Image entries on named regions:
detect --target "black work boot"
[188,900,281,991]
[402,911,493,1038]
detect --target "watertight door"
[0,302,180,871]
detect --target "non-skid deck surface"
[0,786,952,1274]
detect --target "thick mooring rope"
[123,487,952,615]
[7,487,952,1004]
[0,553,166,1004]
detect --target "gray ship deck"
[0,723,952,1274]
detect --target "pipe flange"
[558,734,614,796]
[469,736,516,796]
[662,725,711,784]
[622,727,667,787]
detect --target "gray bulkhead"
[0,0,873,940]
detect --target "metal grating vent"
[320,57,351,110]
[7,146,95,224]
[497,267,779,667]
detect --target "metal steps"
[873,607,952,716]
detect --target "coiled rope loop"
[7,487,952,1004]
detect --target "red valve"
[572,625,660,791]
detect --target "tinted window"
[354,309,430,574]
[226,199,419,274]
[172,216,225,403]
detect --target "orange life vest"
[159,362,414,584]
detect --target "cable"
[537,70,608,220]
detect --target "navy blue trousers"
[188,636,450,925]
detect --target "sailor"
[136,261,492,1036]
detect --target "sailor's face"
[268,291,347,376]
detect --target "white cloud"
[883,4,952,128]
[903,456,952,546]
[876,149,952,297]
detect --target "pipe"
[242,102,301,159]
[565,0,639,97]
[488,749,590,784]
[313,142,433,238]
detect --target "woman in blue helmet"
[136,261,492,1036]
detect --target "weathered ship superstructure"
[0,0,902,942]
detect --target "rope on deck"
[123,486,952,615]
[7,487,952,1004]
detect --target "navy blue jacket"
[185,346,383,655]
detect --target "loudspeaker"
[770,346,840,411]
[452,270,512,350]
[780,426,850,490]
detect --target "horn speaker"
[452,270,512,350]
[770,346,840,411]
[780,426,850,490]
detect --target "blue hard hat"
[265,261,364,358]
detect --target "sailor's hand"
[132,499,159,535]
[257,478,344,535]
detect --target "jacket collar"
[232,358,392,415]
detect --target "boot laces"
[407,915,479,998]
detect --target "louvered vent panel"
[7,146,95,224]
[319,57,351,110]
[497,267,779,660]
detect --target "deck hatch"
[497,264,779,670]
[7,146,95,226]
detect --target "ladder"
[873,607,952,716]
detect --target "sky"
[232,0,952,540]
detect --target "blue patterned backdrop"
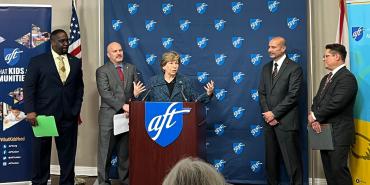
[104,0,308,184]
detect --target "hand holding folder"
[32,115,59,137]
[307,124,334,150]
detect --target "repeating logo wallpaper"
[104,0,308,183]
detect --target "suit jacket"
[258,57,303,130]
[143,74,211,103]
[311,67,358,146]
[96,62,138,126]
[24,51,84,122]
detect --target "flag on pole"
[68,0,81,59]
[68,0,82,124]
[336,0,350,69]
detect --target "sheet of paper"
[113,113,129,135]
[32,115,59,137]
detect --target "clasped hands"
[262,111,279,126]
[308,112,321,133]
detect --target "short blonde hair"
[162,157,226,185]
[160,51,180,72]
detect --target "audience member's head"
[162,157,226,185]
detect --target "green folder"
[32,115,59,137]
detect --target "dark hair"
[325,43,347,61]
[50,29,67,40]
[160,51,180,73]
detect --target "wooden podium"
[129,101,206,185]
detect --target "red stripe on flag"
[69,45,81,56]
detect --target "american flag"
[68,0,82,124]
[68,0,81,59]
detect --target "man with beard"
[258,37,303,185]
[24,29,84,185]
[96,42,145,185]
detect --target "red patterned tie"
[116,66,125,81]
[320,72,333,96]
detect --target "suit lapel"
[46,52,63,85]
[122,63,129,87]
[270,58,290,89]
[66,55,76,84]
[319,67,347,102]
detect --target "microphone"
[179,80,188,102]
[141,84,166,101]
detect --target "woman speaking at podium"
[142,51,214,103]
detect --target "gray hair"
[162,157,226,185]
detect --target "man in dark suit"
[308,44,358,185]
[258,37,303,185]
[24,29,84,185]
[96,42,145,185]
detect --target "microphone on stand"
[179,80,188,102]
[141,84,166,101]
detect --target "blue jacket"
[143,74,212,103]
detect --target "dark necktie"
[320,72,333,96]
[116,66,125,81]
[272,63,279,79]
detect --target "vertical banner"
[0,4,51,183]
[104,0,308,184]
[347,1,370,184]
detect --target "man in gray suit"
[258,37,303,185]
[96,42,145,185]
[308,44,358,185]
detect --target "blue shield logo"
[249,19,262,30]
[214,19,226,31]
[215,89,227,101]
[215,54,227,66]
[352,27,364,41]
[250,125,263,137]
[197,72,209,83]
[128,37,140,48]
[233,143,245,155]
[127,3,139,15]
[4,48,23,66]
[287,17,299,30]
[233,72,245,84]
[145,54,157,65]
[251,89,259,102]
[180,54,191,66]
[214,124,226,136]
[179,19,191,32]
[112,20,122,31]
[197,37,208,49]
[232,37,244,48]
[162,37,174,49]
[145,20,157,31]
[145,102,190,147]
[250,161,262,173]
[213,159,226,172]
[231,2,243,14]
[250,54,263,66]
[162,3,173,15]
[195,3,208,14]
[233,107,245,119]
[267,1,280,13]
[288,53,301,62]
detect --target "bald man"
[258,37,303,185]
[96,42,145,185]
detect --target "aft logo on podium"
[145,102,191,147]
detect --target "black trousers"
[264,125,303,185]
[320,146,352,185]
[31,121,78,185]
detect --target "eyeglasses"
[322,55,334,60]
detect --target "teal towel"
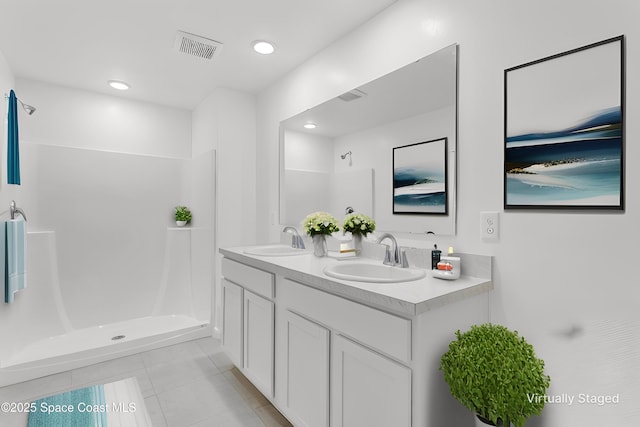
[3,220,27,303]
[7,89,20,185]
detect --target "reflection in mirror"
[280,45,457,235]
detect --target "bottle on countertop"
[431,245,442,270]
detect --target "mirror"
[280,45,458,235]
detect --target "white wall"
[192,89,257,333]
[16,79,191,159]
[256,0,640,427]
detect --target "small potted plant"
[302,212,340,257]
[175,206,192,227]
[342,213,376,252]
[440,323,551,427]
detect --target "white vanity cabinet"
[331,335,411,427]
[221,249,492,427]
[222,258,274,397]
[277,310,330,427]
[276,276,411,427]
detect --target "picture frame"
[503,36,625,210]
[392,137,449,215]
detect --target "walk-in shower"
[0,143,214,386]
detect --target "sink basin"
[322,262,426,283]
[244,245,309,256]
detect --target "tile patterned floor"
[0,338,291,427]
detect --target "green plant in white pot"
[440,323,551,427]
[175,206,193,227]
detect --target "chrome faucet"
[282,226,304,249]
[9,200,27,221]
[376,233,409,268]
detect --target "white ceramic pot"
[311,234,327,257]
[352,233,362,254]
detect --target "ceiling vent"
[174,31,222,59]
[338,89,367,102]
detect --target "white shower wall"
[0,76,215,385]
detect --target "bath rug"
[28,378,151,427]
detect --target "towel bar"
[9,200,27,221]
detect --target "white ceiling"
[0,0,396,109]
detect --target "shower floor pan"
[0,315,210,371]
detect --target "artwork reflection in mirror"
[393,138,447,215]
[280,45,457,235]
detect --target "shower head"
[18,99,36,115]
[4,93,36,115]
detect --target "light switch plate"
[480,212,500,241]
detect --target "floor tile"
[0,371,71,402]
[255,405,293,427]
[0,338,291,427]
[71,354,144,387]
[157,374,252,427]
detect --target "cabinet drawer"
[278,278,411,363]
[222,258,274,299]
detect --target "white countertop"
[220,246,493,316]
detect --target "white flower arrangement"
[342,213,376,236]
[302,212,340,236]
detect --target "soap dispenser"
[431,244,442,270]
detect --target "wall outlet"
[480,212,500,240]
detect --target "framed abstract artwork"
[504,36,624,210]
[393,138,448,215]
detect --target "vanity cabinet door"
[222,279,243,369]
[284,310,330,427]
[243,289,274,397]
[331,335,411,427]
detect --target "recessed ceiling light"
[107,80,129,90]
[252,40,276,55]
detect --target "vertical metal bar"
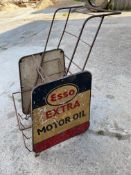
[67,17,90,74]
[82,16,104,71]
[42,10,57,53]
[12,94,21,130]
[67,15,104,73]
[57,8,71,49]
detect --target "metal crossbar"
[12,6,120,152]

## [Goal of the exercise]
Express every item above as a two-column CSV with the headers input and output, with one row per item. Put each field in quotation marks, replace line breaks with spaces, and omit the pictures.

## [Task output]
input,output
"detect --target ""black work boot""","[188,900,281,991] [402,911,493,1038]"
"detect --target ""watertight door""","[0,302,180,871]"
"detect --target ""non-skid deck surface""","[0,786,952,1274]"
"detect --target ""thick mooring rope""","[123,487,952,615] [7,487,952,1004] [0,553,166,1004]"
"detect --target ""gray ship deck""","[0,723,952,1274]"
"detect --target ""pipe flange""","[558,734,614,796] [469,736,516,796] [662,725,711,784] [622,727,667,787]"
"detect --target ""gray bulkhead""","[0,0,873,940]"
"detect --target ""metal grating vent""","[320,57,351,110] [7,146,95,224] [497,267,779,667]"
"detect --target ""metal steps""","[873,607,952,716]"
"detect --target ""coiled rope loop""","[7,487,952,1004]"
"detect --target ""red valve""","[572,625,660,791]"
"detect --target ""tinted window""","[354,309,430,574] [226,199,419,274] [172,216,225,403]"
"detect --target ""orange life vest""","[159,362,414,584]"
"detect --target ""cable""","[537,70,608,220]"
"detect --target ""navy blue trousers""","[188,636,450,925]"
"detect --target ""sailor""","[136,261,492,1036]"
"detect --target ""sailor's face""","[268,291,347,376]"
"detect --target ""white cloud""","[883,4,952,128] [903,456,952,546] [876,149,952,297]"
"detect --target ""pipe""","[242,102,301,159] [565,0,639,97] [488,749,590,784] [313,142,433,238]"
"detect --target ""woman in blue helmet""","[136,261,492,1036]"
"detect --target ""weathered ship superstructure""","[0,0,902,942]"
"detect --target ""rope on deck""","[123,486,952,615] [7,487,952,1004]"
"detect --target ""navy blue jacket""","[185,346,383,655]"
"detect --target ""loudspeaker""","[770,346,840,411] [452,270,512,350] [780,426,850,490]"
"detect --target ""horn speaker""","[452,270,512,350] [770,346,840,411] [780,426,850,490]"
"detect --target ""blue hard hat""","[265,261,364,358]"
"detect --target ""sailor's hand""","[132,499,159,535] [257,478,344,535]"
"detect --target ""jacket collar""","[232,358,392,415]"
"detect --target ""boot laces""","[407,915,479,998]"
"detect --target ""louvered vent panel""","[7,146,95,224] [319,57,351,110] [497,267,779,660]"
"detect --target ""deck hatch""","[497,264,779,670] [7,146,95,226]"
"detect --target ""ladder""","[873,607,952,716]"
"detect --target ""sky""","[232,0,952,540]"
"detect --target ""blue patterned backdrop""","[104,0,308,184]"
"detect --target ""hand holding folder""","[32,115,59,137] [307,124,334,150]"
"detect --target ""repeating logo wallpaper""","[104,0,308,183]"
"detect --target ""suit jacket""","[258,57,303,130] [143,74,211,103] [311,67,358,146] [96,62,138,126] [24,51,84,122]"
"detect --target ""flag on pole""","[68,0,81,59] [68,0,82,124] [336,0,350,69]"
"detect --target ""sheet of paper""","[113,113,129,135] [32,115,59,137]"
"detect --target ""clasped hands""","[262,111,279,126] [308,112,321,133]"
"detect --target ""short blonde hair""","[162,157,226,185] [160,51,180,72]"
"detect --target ""audience member's head""","[162,157,226,185]"
"detect --target ""green folder""","[32,115,59,137]"
"detect --target ""dark hair""","[325,43,347,61] [50,29,67,40] [160,51,180,73]"
"detect --target ""wooden podium""","[129,101,206,185]"
"detect --target ""red stripe on flag""","[69,45,81,56]"
"detect --target ""american flag""","[68,0,82,124] [68,0,81,59]"
"detect --target ""man with beard""","[258,37,303,185] [24,29,84,185] [96,42,145,185]"
"detect --target ""red patterned tie""","[116,66,125,81] [320,72,333,96]"
"detect --target ""suit lapel""","[46,52,63,85] [122,63,129,87] [270,58,290,89] [66,55,76,84] [319,67,347,102]"
"detect --target ""microphone""","[179,80,188,102] [141,84,166,101]"
"detect --target ""woman speaking at podium""","[142,51,214,103]"
"detect --target ""gray hair""","[162,157,226,185]"
"detect --target ""man in dark suit""","[308,44,358,185] [258,37,303,185] [24,29,84,185] [96,42,145,185]"
"detect --target ""microphone on stand""","[179,80,188,102] [141,84,166,101]"
"detect --target ""blue jacket""","[143,74,212,103]"
"detect --target ""dark necktie""","[320,72,333,96] [116,66,125,81] [272,63,279,79]"
"detect --target ""vertical banner""","[0,4,51,183] [104,0,308,184] [347,1,370,184]"
"detect --target ""man in gray suit""","[258,37,303,185] [96,42,145,185] [308,44,358,185]"
"detect --target ""blue shield logo""","[249,19,262,30] [214,19,226,31] [215,89,227,101] [215,54,227,66] [352,27,364,41] [250,125,263,137] [197,72,209,83] [128,37,140,48] [233,143,245,155] [127,3,139,15] [4,48,23,66] [287,17,299,30] [233,72,245,84] [145,54,157,65] [251,89,259,102] [180,54,191,66] [214,124,226,136] [179,19,191,32] [112,20,122,31] [197,37,208,49] [232,37,244,48] [162,37,174,49] [145,20,157,31] [145,102,190,147] [250,161,262,173] [213,159,226,172] [231,2,243,14] [250,54,263,66] [162,3,173,15] [195,3,208,14] [233,107,245,119] [267,1,280,13] [288,53,301,62]"
"detect --target ""bald man""","[258,37,303,185] [96,42,145,185]"
"detect --target ""aft logo on podium""","[145,102,191,147]"
"detect --target ""black trousers""","[264,125,303,185] [320,146,352,185] [31,121,78,185]"
"detect --target ""eyeglasses""","[322,55,334,60]"
"detect --target ""teal towel""","[3,220,27,303] [7,89,20,185]"
"detect --target ""reflection in mirror""","[280,45,457,235]"
"detect --target ""bottle on countertop""","[431,245,442,270]"
"detect --target ""mirror""","[280,45,458,235]"
"detect --target ""white wall""","[192,89,257,333] [16,79,191,159] [256,0,640,427]"
"detect --target ""small potted plant""","[302,212,340,257] [175,206,192,227] [342,213,376,252] [440,323,551,427]"
"detect --target ""white vanity cabinet""","[331,335,411,427] [221,249,492,427] [222,258,274,397] [277,310,330,427] [276,276,411,427]"
"detect --target ""picture frame""","[503,36,625,210] [392,137,449,215]"
"detect --target ""walk-in shower""","[0,143,214,386]"
"detect --target ""sink basin""","[322,262,426,283] [244,245,309,256]"
"detect --target ""tile patterned floor""","[0,338,291,427]"
"detect --target ""green plant in white pot""","[440,323,551,427] [175,206,193,227]"
"detect --target ""chrome faucet""","[282,226,304,249] [9,200,27,221] [376,233,409,268]"
"detect --target ""white ceramic pot""","[311,234,327,257] [352,233,362,254]"
"detect --target ""ceiling vent""","[174,31,222,59] [338,89,367,102]"
"detect --target ""white shower wall""","[0,76,215,385]"
"detect --target ""bath rug""","[28,378,151,427]"
"detect --target ""towel bar""","[9,200,27,221]"
"detect --target ""white ceiling""","[0,0,396,109]"
"detect --target ""shower floor pan""","[0,315,210,371]"
"detect --target ""artwork reflection in mirror""","[393,138,447,215] [280,45,457,235]"
"detect --target ""shower head""","[18,99,36,115] [4,93,36,115]"
"detect --target ""light switch plate""","[480,212,500,241]"
"detect --target ""floor tile""","[0,371,71,402] [255,405,293,427] [0,338,291,427] [71,354,144,387] [157,374,252,427]"
"detect --target ""cabinet drawer""","[278,278,411,363] [222,258,274,299]"
"detect --target ""white countertop""","[220,246,493,316]"
"detect --target ""white flower arrangement""","[342,213,376,236] [302,212,340,236]"
"detect --target ""soap dispenser""","[431,244,442,270]"
"detect --target ""wall outlet""","[480,212,500,240]"
"detect --target ""framed abstract artwork""","[504,36,624,210] [393,138,448,215]"
"detect --target ""vanity cabinet door""","[222,279,243,369] [284,310,330,427] [243,289,274,397] [331,335,411,427]"
"detect --target ""recessed ceiling light""","[107,80,129,90] [252,40,276,55]"
"detect --target ""vertical metal bar""","[67,17,90,74] [82,16,104,71] [42,10,57,53] [12,94,21,130] [67,15,104,73] [57,8,71,49]"
"detect --target ""metal crossbar""","[12,6,120,152]"